It my opinion, and the opinion of many others I’ve spoken with, this ratio is being used to force consolidation of school districts. Maintaining teacher pay for small school districts will be difficult, if not impossible, under this new formula. These small schools simply will not be able to compete with the larger districts for teachers. Personally I am a fan of consolidation and think it should happen. But I don’t think consolidation should be forced utilizing this dishonest method. There have already been signs of school administrators from smaller districts realizing what this new student/teacher ratio will do for them.
SB 131 did have one provision to slow down the pain of this forced consolidation. This bill used the definition of “fall enrollment” from § 13-13-10.1 to calculate this student/teacher ration. Here is the current definition of fall enrollment, which is also used up until the Sly amendment:
(2A) “Fall enrollment,” the number of kindergarten through twelfth grade students enrolled in all schools operated by the school district on the last Friday of September of the current school year minus the number of students for whom the district receives tuition, except nonresident students who are in the care and custody of a state agency and are attending a public school and students for whom tuition is being paid pursuant to § 13-28-42.1, plus the number of students for whom the district pays tuition. When computing state aid to education for a school district pursuant to § 13-13-73, the secretary of the Department of Education shall use either the school district’s fall enrollment or the average of the school district’s fall enrollment from the previous two years, whichever is higher;
I have bolded the key part above. Currently there is a two-year average calculated for each school district. Then either the current fall enrollment or the two-year average, whichever is higher, will be used for state aid to education purposes. That technically helps to insulate a school if there is a year where there is an abnormally low enrollment rate that does not fit with the normal enrollment trend. It also slows down the bleeding of money for school districts that are continuously losing students, which is currently happening in many small school districts. The simple fact of the matter is people are moving away from the more rural towns in favor of the more urban areas. This is a trend that is going to continue in all likelihood. The two-year averaging for fall enrollment is helping small schools to mitigate at least part of the pressure from declining enrollment.

**What to do**
(a) Summarize the commentary on SB 131 in two sentences.
(b) Reproduce word for word the stretch of the SB 131 commentary from "It my opinion, and" through "do for them.".

**Material provided**

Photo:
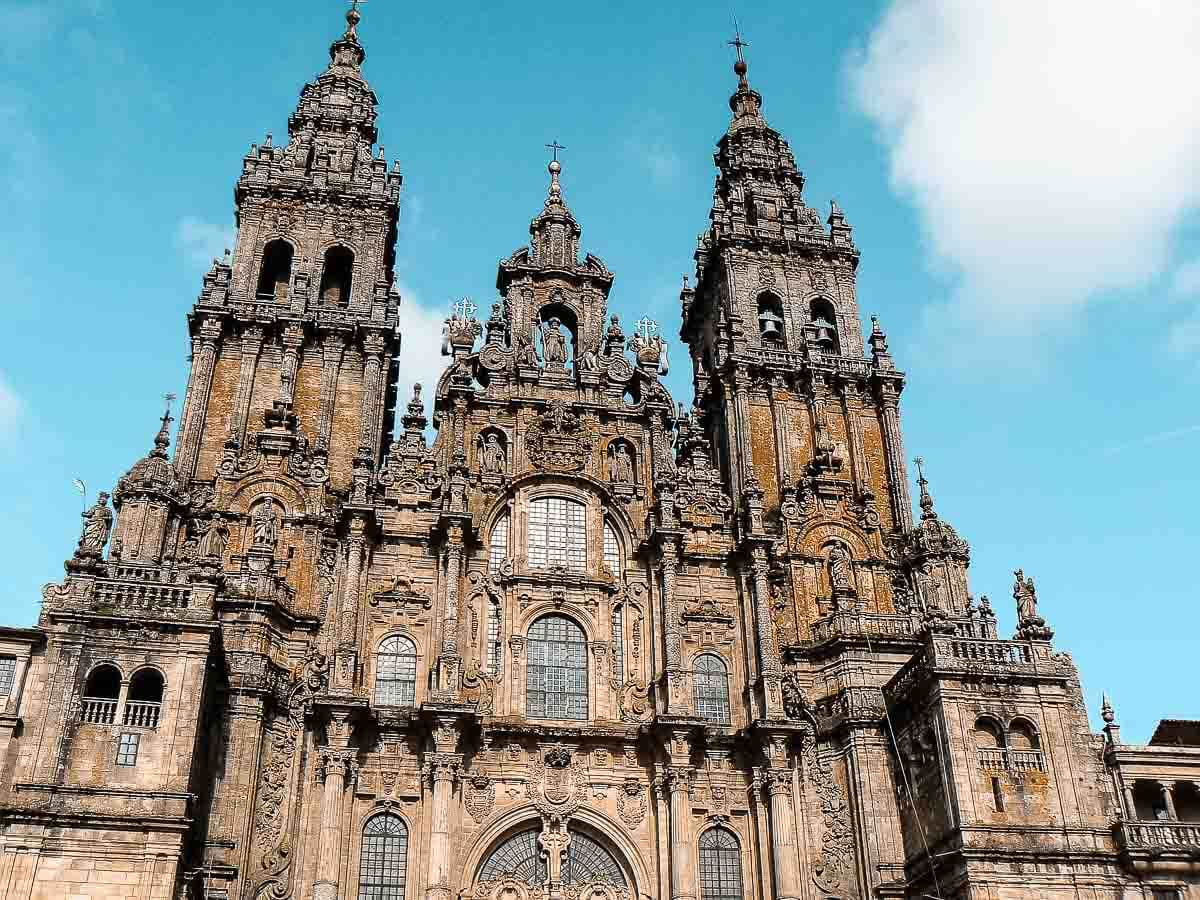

**Results in order**
(a) The writer argues that the new student/teacher ratio is being used to force consolidation of school districts, leaving small districts unable to maintain teacher pay or compete with larger districts for teachers. SB 131 eased this by calculating the ratio with the definition of fall enrollment, under which state aid uses the higher of current fall enrollment or a two-year average, slowing the loss of money for small districts whose enrollment keeps declining.

(b)
It my opinion, and the opinion of many others I’ve spoken with, this ratio is being used to force consolidation of school districts. Maintaining teacher pay for small school districts will be difficult, if not impossible, under this new formula. These small schools simply will not be able to compete with the larger districts for teachers. Personally I am a fan of consolidation and think it should happen. But I don’t think consolidation should be forced utilizing this dishonest method. There have already been signs of school administrators from smaller districts realizing what this new student/teacher ratio will do for them.